To be done
Identify every line of the rows below that contains the string "provide", and copy each such line in full. Case counts.

====================

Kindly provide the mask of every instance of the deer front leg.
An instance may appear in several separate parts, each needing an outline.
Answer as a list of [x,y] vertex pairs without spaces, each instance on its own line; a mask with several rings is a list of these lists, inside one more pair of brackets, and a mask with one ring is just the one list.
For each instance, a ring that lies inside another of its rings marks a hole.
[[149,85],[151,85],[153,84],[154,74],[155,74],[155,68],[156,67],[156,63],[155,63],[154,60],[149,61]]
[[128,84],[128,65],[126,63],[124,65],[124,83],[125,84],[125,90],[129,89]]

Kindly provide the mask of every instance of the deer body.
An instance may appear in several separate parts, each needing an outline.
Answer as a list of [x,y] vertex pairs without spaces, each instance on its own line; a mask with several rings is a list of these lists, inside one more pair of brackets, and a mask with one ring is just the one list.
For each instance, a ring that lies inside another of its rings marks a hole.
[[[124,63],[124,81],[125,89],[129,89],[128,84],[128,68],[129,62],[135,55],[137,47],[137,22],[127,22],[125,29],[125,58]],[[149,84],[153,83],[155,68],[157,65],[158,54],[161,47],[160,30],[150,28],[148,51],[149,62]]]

====================

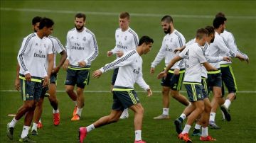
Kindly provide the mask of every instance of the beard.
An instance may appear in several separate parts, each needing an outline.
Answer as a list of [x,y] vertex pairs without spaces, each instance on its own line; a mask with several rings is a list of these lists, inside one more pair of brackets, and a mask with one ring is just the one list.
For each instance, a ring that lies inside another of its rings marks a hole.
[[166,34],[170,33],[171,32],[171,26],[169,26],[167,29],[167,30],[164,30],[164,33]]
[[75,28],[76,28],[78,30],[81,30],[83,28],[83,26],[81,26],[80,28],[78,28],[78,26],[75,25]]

====================

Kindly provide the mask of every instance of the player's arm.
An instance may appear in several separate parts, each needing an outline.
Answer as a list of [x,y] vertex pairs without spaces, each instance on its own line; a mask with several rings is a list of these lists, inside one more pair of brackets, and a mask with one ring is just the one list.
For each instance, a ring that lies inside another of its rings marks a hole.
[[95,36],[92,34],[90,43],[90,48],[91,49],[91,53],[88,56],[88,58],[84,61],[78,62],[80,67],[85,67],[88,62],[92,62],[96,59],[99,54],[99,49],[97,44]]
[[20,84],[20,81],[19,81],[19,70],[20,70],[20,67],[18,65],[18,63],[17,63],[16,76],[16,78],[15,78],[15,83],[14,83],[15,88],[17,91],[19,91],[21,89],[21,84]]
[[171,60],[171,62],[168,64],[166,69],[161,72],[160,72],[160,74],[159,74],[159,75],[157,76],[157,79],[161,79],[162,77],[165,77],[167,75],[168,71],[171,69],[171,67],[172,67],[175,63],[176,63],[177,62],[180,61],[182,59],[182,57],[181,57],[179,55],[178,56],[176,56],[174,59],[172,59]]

====================

Result of this exercise
Kindly provide the mask of every instance of the deer front leg.
Kindly provide the mask of every instance of the deer body.
Kindly provide the mask of every instance of the beard.
Kindly provide the mask of every instance of the player's arm.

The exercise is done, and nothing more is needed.